INSTRUCTIONS FOR THE TASK —
Reproduce every line of the listing below word for word, without any change.

********

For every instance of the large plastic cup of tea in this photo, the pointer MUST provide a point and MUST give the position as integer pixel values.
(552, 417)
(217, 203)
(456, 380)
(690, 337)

********

EXERCISE RESULT —
For every instance of the large plastic cup of tea in this photo, the pointer MUST provide a point and MUST give the position as integer pixel values.
(552, 417)
(217, 203)
(456, 380)
(690, 337)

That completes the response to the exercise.